- _Source extract_
· · · · · · ·

On Monday, a group of 11 bipartisan coastal legislators that included State Sen. Mike McGuire made the unofficial official when they asked Gov. Jerry Brown to declare a fishery disaster “due to the devastating impacts on the California crab season,” according to a statement from McGuire’s office. He’s the chairman of the Joint Committee on Fisheries and Aquaculture, on which also sits Healdsburg assemblyman Jim Wood, another signatory to the letter.
The Dungeness crab season has been shut down since early November when state health officials found high levels of domoic acid in the delectable and iconic California creatures. There has been some improvement in those levels, but not enough across state waters to lift the ban.
It’s been a tough year for North Bay fishermen, period. McGuire notes that the crab shutdown followed on the heels of a “disastrous salmon season.” The commercial Dungeness and rock crab fisheries in California are good for between $60 million and $90 million in annual sales.
A state-level disaster declaration would open the door to cash assistance from the federal government; the local congressional delegation, including Rep. Jared Huffman, has already signaled it would push for federal disaster dollars in the event Brown signed off on the legislators’ push.

· · · · · · ·

- _Information shown_
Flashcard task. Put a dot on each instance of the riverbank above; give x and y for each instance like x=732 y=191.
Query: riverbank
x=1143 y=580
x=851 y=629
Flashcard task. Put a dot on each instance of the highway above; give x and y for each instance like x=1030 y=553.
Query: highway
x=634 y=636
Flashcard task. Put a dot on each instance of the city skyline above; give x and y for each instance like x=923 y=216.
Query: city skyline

· · · · · · ·

- _Activity list_
1. In the text about the California crab fishery, since when has the Dungeness crab season been shut down?
2. List every person named in the text about the California crab fishery.
3. Pick up the text about the California crab fishery after its final sentence and continue it.

- _Answers by task_
1. Since early November.

2. Mike McGuire, Jerry Brown, Jim Wood, Jared Huffman

3.
The letter to Brown comes as the Bodega Bay Fisherman’s Marketing Association has already set up a food bank for hurting fishermen . In conjunction with Sonoma County Parks, the Spud Point Marina is accepting donations of condiments, salad items, cheese, personal care items, eggs, butter, raw vegetables—and cash. Monetary donations are transferred into Safeway gift cards for fishermen and their families, according to a press release from the marina.
Spud Point is accepting items Mon-Fri from 10am-3pm. The marina is located at 1818 Westshore Road in Bodega Bay. Further information on how to donate is available through Lori Cavanaugh at the marina, 707.875.3535.
The state Senate voted Monday in favor of AB 21, a bill that seeks to eliminate a looming deadline for localities to come up with municipal regulations regarding medical marijuana, as commanded of them by last year’s landmark omnibus medical cannabis bill.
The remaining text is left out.